*** Excerpted passage Section Begins ***

Move to Mobile Has China's Sina Sweating
Aug 10, 2012 11:14 AM PT
Sina, China's top Internet portal, is concerned about the nation's ongoing shift toward mobile devices despite its market dominance, according to Tech In Asia.
Sina operates the nation's most-frequented social media platform, Sina Weibo, which is similar to Twitter. Sina Weibo has roughly 300 million users, but even so, Sina execs are sweating the migration from PC use, down 13 percent over the last year in China, to mobile, which is up 14 percent.
More than 50 percent of Sina Weibo users are accessing the site from mobile devices, according to Tech In Asia. That number is just 32 percent from PCs.
This is a big deal for Sina because monetizing its mobile app has proven problematic. That struggle is compounded by another: People accessing Weibo via mobile-device apps don't use Sina's portal site. This has Sina "bewildered" and "frightened," according to a Sina representative quoted in the Tech In Asia post.
Kidney for iPad Trial Kicks Off
A trial has begun in China for five people accused of orchestrating the removal of a 17-year-old's kidney in exchange for money to buy an iPad and iPhone, according to the BBC.
The five defendants, including the surgeon who removed the kidney, are accused of illegal organ trading and intentional injury. They face up to 10 years in prison if convicted, according to the article.

*** Excerpted passage Section Ends ***
*** Data under study Section Begins ***

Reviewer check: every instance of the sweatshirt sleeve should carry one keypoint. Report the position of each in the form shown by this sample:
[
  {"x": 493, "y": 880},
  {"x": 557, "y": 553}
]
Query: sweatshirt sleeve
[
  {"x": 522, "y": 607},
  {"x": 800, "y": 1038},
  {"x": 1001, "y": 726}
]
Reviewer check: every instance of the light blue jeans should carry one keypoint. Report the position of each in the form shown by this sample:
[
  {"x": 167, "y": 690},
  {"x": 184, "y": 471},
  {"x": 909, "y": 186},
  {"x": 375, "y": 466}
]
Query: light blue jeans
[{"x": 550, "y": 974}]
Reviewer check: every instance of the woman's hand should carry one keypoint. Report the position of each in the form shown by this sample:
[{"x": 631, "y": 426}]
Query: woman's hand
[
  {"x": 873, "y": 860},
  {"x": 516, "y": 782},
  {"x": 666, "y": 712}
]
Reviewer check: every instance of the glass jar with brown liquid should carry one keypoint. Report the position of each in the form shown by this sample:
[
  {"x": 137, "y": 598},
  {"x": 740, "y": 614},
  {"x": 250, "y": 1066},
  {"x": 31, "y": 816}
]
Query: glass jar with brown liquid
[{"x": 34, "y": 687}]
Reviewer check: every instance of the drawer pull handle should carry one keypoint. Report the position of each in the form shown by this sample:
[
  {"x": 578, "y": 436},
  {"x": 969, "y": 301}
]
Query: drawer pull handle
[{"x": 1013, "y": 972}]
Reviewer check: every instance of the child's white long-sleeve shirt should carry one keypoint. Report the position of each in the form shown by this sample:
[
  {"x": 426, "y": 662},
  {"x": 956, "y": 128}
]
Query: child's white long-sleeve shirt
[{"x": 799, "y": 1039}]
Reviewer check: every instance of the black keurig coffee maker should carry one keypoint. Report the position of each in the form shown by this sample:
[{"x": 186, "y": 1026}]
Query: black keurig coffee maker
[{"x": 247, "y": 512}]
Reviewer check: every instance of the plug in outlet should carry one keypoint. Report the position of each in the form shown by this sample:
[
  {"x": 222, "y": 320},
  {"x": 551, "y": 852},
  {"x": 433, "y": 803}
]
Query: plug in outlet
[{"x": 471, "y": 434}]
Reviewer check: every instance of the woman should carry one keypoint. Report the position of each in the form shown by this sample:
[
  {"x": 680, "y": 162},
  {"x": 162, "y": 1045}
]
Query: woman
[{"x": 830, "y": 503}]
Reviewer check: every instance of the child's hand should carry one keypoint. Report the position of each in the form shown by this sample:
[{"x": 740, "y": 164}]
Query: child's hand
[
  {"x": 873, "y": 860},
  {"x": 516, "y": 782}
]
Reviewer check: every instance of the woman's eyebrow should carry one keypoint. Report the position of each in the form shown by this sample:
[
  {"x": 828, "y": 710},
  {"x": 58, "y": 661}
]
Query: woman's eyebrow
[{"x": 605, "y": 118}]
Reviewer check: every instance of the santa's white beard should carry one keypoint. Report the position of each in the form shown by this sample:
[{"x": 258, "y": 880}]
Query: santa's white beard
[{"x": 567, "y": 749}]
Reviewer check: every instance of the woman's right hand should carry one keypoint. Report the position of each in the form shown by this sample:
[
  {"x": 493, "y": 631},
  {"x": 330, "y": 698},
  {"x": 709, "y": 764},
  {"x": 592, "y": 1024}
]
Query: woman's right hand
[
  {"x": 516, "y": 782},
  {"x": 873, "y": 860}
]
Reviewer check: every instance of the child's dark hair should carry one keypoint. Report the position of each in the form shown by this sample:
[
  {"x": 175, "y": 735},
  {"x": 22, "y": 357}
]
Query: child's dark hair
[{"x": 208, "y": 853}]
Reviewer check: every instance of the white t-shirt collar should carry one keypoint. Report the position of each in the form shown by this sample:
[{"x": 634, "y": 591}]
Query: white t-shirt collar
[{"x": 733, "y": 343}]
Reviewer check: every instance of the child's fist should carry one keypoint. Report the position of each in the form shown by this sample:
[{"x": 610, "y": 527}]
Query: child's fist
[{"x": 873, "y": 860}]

*** Data under study Section Ends ***

• Questions to answer:
a: According to the China technology news roundup, what share of Sina Weibo users access the site from mobile devices?
b: Duplicate the portion of the China technology news roundup between "Move to Mobile" and "percent from PCs.", inclusive.
c: Continue the China technology news roundup from the point at which it stops.

• Answer section:
a: More than 50 percent

b:
Move to Mobile Has China's Sina Sweating
Aug 10, 2012 11:14 AM PT
Sina, China's top Internet portal, is concerned about the nation's ongoing shift toward mobile devices despite its market dominance, according to Tech In Asia.
Sina operates the nation's most-frequented social media platform, Sina Weibo, which is similar to Twitter. Sina Weibo has roughly 300 million users, but even so, Sina execs are sweating the migration from PC use, down 13 percent over the last year in China, to mobile, which is up 14 percent.
More than 50 percent of Sina Weibo users are accessing the site from mobile devices, according to Tech In Asia. That number is just 32 percent from PCs.

c:
The five reportedly received about US$35,000 for the transplant, and the boy got about $3,000 for his trouble.
The 17-year-old, who according to prosecutors was recruited from an online chat room, nearly died from post-surgery renal failure. His mother reportedly became suspicious because of his new electronic gadgets -- bought with the money from the kidney.
Some 1.5 million people are believed to need transplants in China, but only about 10,000 are performed each year.
Another Digital Weapon
A new cyber-warfare weapon has shown up on the radar of Kaspersky Lab.
Dubbed "Gauss," the cyberweapon shares many of the same characteristics as the Flame software discovered by Kasperky earlier this year. That weapon was deemed to have sprouted from US and Israeli software designers, according to a June Washington Post article that cited unnamed sources.
Kasperky deciphered that the virus was targeted at Lebanon because 1,660 of the 2,500 or so known infections have been in Lebanon, according to All Things D.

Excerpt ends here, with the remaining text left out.